Required task 1
Echo the part of the records that runs from the line containing "mark: the mushroom stem, one" down to the end of the records, including both of those ends and nothing else.

Hello and welcome to our latest blog post here on BIDA Brains.
I am pleased you have come back to see our latest blog post.
Thank you.
Just to be clear in this opening.
This blog post was written by Peter Jones.
Peter is the Professional Services Manager here at BIDA.
In the past we put these blog posts through voice generation software.
Now we have decided that I will read the blog posts into our videos because I am the Business Development Manager here at BIDA.
I would love to get to know you if you are interested in what we have to say.
One of the reasons Peter wrote this series of blog posts is that he was talking with people on Linkedin about Data Vault.
He had personally known about Data Vault since about 1996 or 1997.
Something like that.
However, Data Vault has “suddenly” become “popular”.
So, he thought he would ask some people about Data Vault, and read some books about Data Vault 2.0.
Peter decided to do a number of blog posts on the topic of Data Vault.
He is creating these blog posts just to set the public record straight.
His comment is that he saw a lot of LinkedIn comments about Data Vault that are just ridiculous.
It’s almost like some people have taken on Data Vault as a religion.
By setting the public record straight, some people who are such enthusiasts about Data Vault might stop to wonder if they are barking up the right tree, as Australians say.
But in this first blog post he wanted to talk about the cost benefit to building data warehouses.
The linked in discussions are woefully inadequate in discussions on the benefits of data warehousing.
He will address some of the benefits of data warehousing on later blog posts.
In this blog post he just wanted to comment on the costs of building data warehouses.
So.
On with the subject of the blog post which is the cost of building a data warehouse.

Supplied records
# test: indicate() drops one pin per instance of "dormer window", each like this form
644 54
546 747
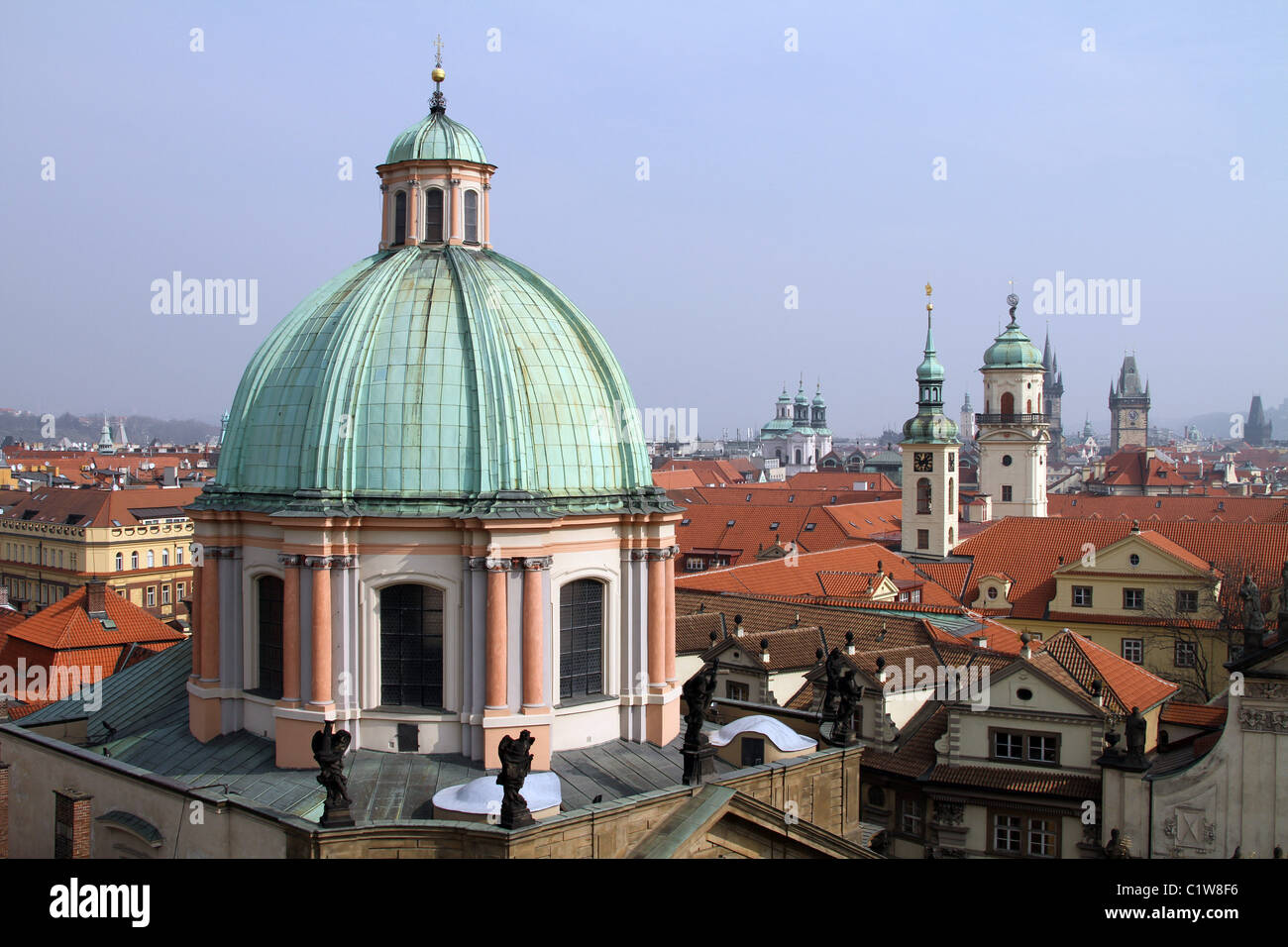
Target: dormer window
472 217
434 215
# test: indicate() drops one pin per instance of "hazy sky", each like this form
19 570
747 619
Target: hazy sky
768 169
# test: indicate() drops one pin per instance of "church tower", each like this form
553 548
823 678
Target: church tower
928 462
1128 408
1013 433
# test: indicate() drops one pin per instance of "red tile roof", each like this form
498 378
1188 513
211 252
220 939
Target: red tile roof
802 577
1193 715
1029 549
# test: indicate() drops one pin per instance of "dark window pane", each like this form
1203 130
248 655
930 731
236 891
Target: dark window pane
270 637
411 646
434 215
581 638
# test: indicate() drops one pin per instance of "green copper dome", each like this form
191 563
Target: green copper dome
1013 350
434 138
434 381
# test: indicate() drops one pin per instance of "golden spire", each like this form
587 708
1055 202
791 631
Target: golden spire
438 103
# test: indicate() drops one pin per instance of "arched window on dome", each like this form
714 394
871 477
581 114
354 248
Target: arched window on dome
399 218
923 495
434 215
581 639
268 628
472 217
411 646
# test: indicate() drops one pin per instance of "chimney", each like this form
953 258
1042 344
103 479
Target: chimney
95 596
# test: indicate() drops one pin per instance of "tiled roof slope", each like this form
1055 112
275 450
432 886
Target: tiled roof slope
1029 549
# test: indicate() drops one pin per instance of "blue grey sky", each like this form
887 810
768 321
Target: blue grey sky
768 169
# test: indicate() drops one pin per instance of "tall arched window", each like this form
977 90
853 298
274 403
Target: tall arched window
269 637
923 495
434 215
581 639
411 646
472 217
399 218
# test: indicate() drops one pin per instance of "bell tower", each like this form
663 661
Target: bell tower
1013 433
928 527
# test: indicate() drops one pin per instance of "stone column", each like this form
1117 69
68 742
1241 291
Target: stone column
496 682
657 618
210 613
320 690
290 629
670 615
533 634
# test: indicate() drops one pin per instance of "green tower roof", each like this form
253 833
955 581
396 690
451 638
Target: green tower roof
434 381
433 138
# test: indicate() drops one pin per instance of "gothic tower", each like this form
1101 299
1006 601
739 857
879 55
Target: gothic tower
928 462
1013 432
1128 408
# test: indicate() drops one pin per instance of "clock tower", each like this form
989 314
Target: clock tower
1128 408
1013 433
928 463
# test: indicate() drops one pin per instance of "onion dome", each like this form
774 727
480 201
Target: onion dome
1013 348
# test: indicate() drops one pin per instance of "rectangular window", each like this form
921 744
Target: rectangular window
1043 749
1009 746
1042 838
913 818
1006 834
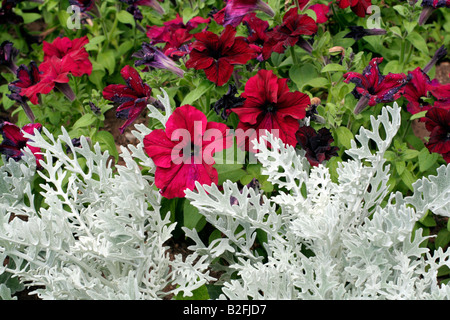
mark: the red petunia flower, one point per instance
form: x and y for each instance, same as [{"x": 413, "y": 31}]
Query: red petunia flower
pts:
[
  {"x": 54, "y": 74},
  {"x": 175, "y": 34},
  {"x": 372, "y": 87},
  {"x": 317, "y": 144},
  {"x": 289, "y": 33},
  {"x": 257, "y": 30},
  {"x": 437, "y": 122},
  {"x": 269, "y": 106},
  {"x": 14, "y": 141},
  {"x": 62, "y": 47},
  {"x": 358, "y": 6},
  {"x": 132, "y": 98},
  {"x": 183, "y": 151},
  {"x": 218, "y": 55},
  {"x": 416, "y": 89},
  {"x": 235, "y": 10}
]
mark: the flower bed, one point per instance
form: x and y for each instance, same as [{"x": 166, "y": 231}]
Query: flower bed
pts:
[{"x": 276, "y": 140}]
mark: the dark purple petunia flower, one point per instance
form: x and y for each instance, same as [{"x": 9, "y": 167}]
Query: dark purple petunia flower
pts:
[
  {"x": 317, "y": 144},
  {"x": 132, "y": 98},
  {"x": 358, "y": 32},
  {"x": 371, "y": 87},
  {"x": 155, "y": 59},
  {"x": 437, "y": 122},
  {"x": 8, "y": 54},
  {"x": 14, "y": 141},
  {"x": 227, "y": 102}
]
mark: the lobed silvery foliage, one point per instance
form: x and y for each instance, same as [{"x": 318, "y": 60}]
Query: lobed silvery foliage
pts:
[
  {"x": 99, "y": 234},
  {"x": 348, "y": 239}
]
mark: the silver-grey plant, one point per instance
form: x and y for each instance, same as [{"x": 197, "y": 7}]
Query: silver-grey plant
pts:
[
  {"x": 349, "y": 239},
  {"x": 99, "y": 233}
]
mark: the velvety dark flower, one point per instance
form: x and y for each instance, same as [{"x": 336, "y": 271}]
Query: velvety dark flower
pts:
[
  {"x": 151, "y": 57},
  {"x": 257, "y": 30},
  {"x": 317, "y": 144},
  {"x": 437, "y": 122},
  {"x": 227, "y": 102},
  {"x": 416, "y": 90},
  {"x": 429, "y": 6},
  {"x": 236, "y": 10},
  {"x": 371, "y": 87},
  {"x": 132, "y": 98},
  {"x": 8, "y": 54},
  {"x": 54, "y": 74},
  {"x": 269, "y": 106},
  {"x": 218, "y": 55},
  {"x": 14, "y": 140},
  {"x": 62, "y": 47},
  {"x": 358, "y": 6},
  {"x": 179, "y": 164},
  {"x": 289, "y": 33},
  {"x": 358, "y": 32},
  {"x": 136, "y": 12}
]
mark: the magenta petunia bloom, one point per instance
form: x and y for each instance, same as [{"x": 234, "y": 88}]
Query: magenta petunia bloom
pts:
[
  {"x": 437, "y": 122},
  {"x": 62, "y": 47},
  {"x": 317, "y": 144},
  {"x": 54, "y": 73},
  {"x": 132, "y": 98},
  {"x": 218, "y": 55},
  {"x": 416, "y": 90},
  {"x": 269, "y": 106},
  {"x": 371, "y": 87},
  {"x": 175, "y": 34},
  {"x": 183, "y": 152},
  {"x": 14, "y": 141},
  {"x": 257, "y": 30},
  {"x": 358, "y": 6},
  {"x": 289, "y": 33},
  {"x": 151, "y": 57},
  {"x": 235, "y": 10}
]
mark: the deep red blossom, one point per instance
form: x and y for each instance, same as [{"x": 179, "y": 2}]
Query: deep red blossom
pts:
[
  {"x": 14, "y": 140},
  {"x": 54, "y": 74},
  {"x": 183, "y": 152},
  {"x": 257, "y": 30},
  {"x": 416, "y": 90},
  {"x": 62, "y": 47},
  {"x": 289, "y": 33},
  {"x": 358, "y": 6},
  {"x": 317, "y": 144},
  {"x": 235, "y": 10},
  {"x": 269, "y": 106},
  {"x": 175, "y": 34},
  {"x": 437, "y": 122},
  {"x": 218, "y": 55},
  {"x": 371, "y": 87},
  {"x": 131, "y": 98}
]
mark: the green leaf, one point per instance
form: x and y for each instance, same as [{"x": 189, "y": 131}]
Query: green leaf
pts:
[
  {"x": 126, "y": 18},
  {"x": 232, "y": 172},
  {"x": 107, "y": 139},
  {"x": 418, "y": 42},
  {"x": 85, "y": 121},
  {"x": 333, "y": 67},
  {"x": 426, "y": 159},
  {"x": 442, "y": 239},
  {"x": 195, "y": 94},
  {"x": 108, "y": 60},
  {"x": 191, "y": 216},
  {"x": 344, "y": 136}
]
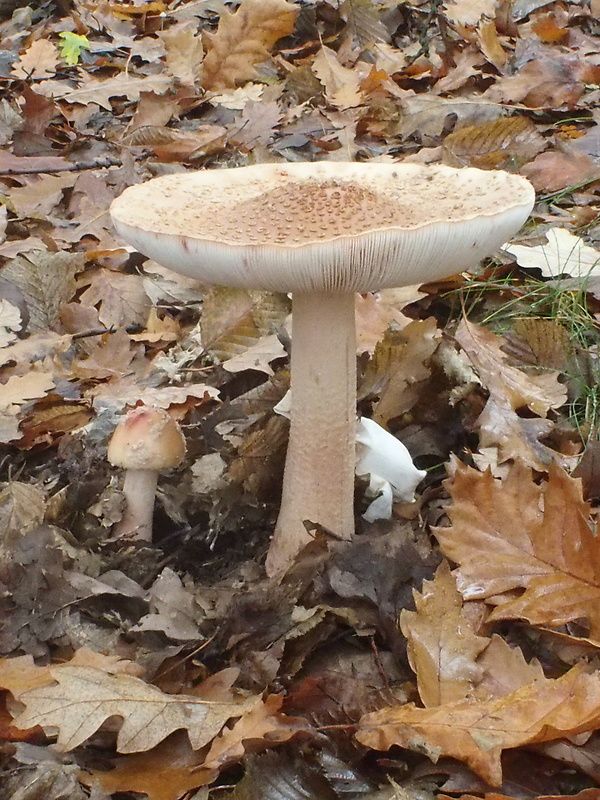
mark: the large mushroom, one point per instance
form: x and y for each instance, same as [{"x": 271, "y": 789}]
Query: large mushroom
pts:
[{"x": 322, "y": 231}]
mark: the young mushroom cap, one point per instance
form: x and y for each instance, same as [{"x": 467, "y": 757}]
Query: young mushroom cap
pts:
[
  {"x": 147, "y": 438},
  {"x": 145, "y": 442},
  {"x": 322, "y": 231}
]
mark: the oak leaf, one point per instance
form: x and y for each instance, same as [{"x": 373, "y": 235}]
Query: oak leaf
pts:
[
  {"x": 442, "y": 646},
  {"x": 477, "y": 732},
  {"x": 244, "y": 39},
  {"x": 234, "y": 320},
  {"x": 84, "y": 698},
  {"x": 513, "y": 534},
  {"x": 122, "y": 298}
]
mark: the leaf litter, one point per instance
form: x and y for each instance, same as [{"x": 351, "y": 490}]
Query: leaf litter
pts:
[{"x": 450, "y": 651}]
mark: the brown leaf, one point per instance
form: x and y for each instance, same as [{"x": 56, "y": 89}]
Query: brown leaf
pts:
[
  {"x": 38, "y": 62},
  {"x": 399, "y": 364},
  {"x": 264, "y": 724},
  {"x": 167, "y": 772},
  {"x": 244, "y": 39},
  {"x": 47, "y": 280},
  {"x": 557, "y": 169},
  {"x": 184, "y": 51},
  {"x": 83, "y": 698},
  {"x": 234, "y": 320},
  {"x": 506, "y": 143},
  {"x": 549, "y": 81},
  {"x": 342, "y": 85},
  {"x": 510, "y": 534},
  {"x": 100, "y": 91},
  {"x": 122, "y": 298},
  {"x": 477, "y": 732},
  {"x": 442, "y": 646},
  {"x": 511, "y": 389}
]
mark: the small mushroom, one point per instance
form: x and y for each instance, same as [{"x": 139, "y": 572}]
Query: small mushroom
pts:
[
  {"x": 322, "y": 231},
  {"x": 145, "y": 442}
]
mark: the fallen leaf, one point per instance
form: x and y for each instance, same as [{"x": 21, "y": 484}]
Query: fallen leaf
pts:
[
  {"x": 564, "y": 254},
  {"x": 511, "y": 389},
  {"x": 442, "y": 646},
  {"x": 558, "y": 169},
  {"x": 510, "y": 534},
  {"x": 100, "y": 91},
  {"x": 234, "y": 320},
  {"x": 477, "y": 732},
  {"x": 121, "y": 298},
  {"x": 84, "y": 698},
  {"x": 506, "y": 143},
  {"x": 38, "y": 62},
  {"x": 46, "y": 280},
  {"x": 184, "y": 51},
  {"x": 342, "y": 85},
  {"x": 244, "y": 39}
]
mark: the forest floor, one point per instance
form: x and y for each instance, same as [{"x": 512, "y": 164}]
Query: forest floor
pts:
[{"x": 450, "y": 651}]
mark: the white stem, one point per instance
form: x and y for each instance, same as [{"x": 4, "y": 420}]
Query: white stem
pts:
[
  {"x": 318, "y": 483},
  {"x": 139, "y": 489}
]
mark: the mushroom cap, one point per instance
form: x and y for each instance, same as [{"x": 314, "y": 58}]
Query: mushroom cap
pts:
[
  {"x": 323, "y": 226},
  {"x": 147, "y": 438}
]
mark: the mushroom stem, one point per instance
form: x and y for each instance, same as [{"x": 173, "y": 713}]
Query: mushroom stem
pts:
[
  {"x": 139, "y": 488},
  {"x": 318, "y": 481}
]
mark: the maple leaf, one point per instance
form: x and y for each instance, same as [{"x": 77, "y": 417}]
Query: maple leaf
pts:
[
  {"x": 514, "y": 534},
  {"x": 84, "y": 698},
  {"x": 477, "y": 732},
  {"x": 244, "y": 39}
]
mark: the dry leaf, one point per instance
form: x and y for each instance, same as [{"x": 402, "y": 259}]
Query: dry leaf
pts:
[
  {"x": 399, "y": 365},
  {"x": 468, "y": 12},
  {"x": 234, "y": 320},
  {"x": 184, "y": 51},
  {"x": 46, "y": 280},
  {"x": 38, "y": 62},
  {"x": 342, "y": 85},
  {"x": 510, "y": 534},
  {"x": 557, "y": 169},
  {"x": 564, "y": 254},
  {"x": 442, "y": 646},
  {"x": 511, "y": 389},
  {"x": 506, "y": 143},
  {"x": 122, "y": 298},
  {"x": 244, "y": 39},
  {"x": 167, "y": 772},
  {"x": 477, "y": 732},
  {"x": 84, "y": 698},
  {"x": 100, "y": 91}
]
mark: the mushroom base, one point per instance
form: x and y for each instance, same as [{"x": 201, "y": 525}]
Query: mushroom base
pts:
[
  {"x": 318, "y": 483},
  {"x": 139, "y": 489}
]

Required task 2
Duplicate everything in the blog post on data warehouse costs from "This blog post was" down to "Something like that.".

Task response 1
mark: the mushroom stem, one point per instance
form: x and y for each instance, same as [{"x": 173, "y": 713}]
Query: mushroom stem
pts:
[
  {"x": 139, "y": 488},
  {"x": 318, "y": 481}
]
mark: the maple leaf, one point per instance
form: x and y for each instance, same as [{"x": 77, "y": 417}]
Query: maple leaf
pts:
[
  {"x": 514, "y": 534},
  {"x": 84, "y": 698},
  {"x": 477, "y": 732},
  {"x": 244, "y": 39}
]
mark: the dry leaf, one point per instance
form: x and y for each instance, same as [{"x": 402, "y": 259}]
Query: dry leaf
pts:
[
  {"x": 399, "y": 365},
  {"x": 468, "y": 12},
  {"x": 234, "y": 320},
  {"x": 184, "y": 51},
  {"x": 46, "y": 280},
  {"x": 38, "y": 62},
  {"x": 342, "y": 85},
  {"x": 510, "y": 534},
  {"x": 557, "y": 169},
  {"x": 564, "y": 254},
  {"x": 442, "y": 646},
  {"x": 511, "y": 389},
  {"x": 506, "y": 143},
  {"x": 122, "y": 298},
  {"x": 244, "y": 39},
  {"x": 167, "y": 772},
  {"x": 477, "y": 732},
  {"x": 84, "y": 698},
  {"x": 100, "y": 91}
]
mark: the mushroom base, one point per instance
form: x and y for each instance, same as [{"x": 201, "y": 525}]
Query: mushroom base
pts:
[
  {"x": 318, "y": 483},
  {"x": 139, "y": 489}
]

Task response 2
This blog post was written by Peter Jones.
Peter is the Professional Services Manager here at BIDA.
In the past we put these blog posts through voice generation software.
Now we have decided that I will read the blog posts into our videos because I am the Business Development Manager here at BIDA.
I would love to get to know you if you are interested in what we have to say.
One of the reasons Peter wrote this series of blog posts is that he was talking with people on Linkedin about Data Vault.
He had personally known about Data Vault since about 1996 or 1997.
Something like that.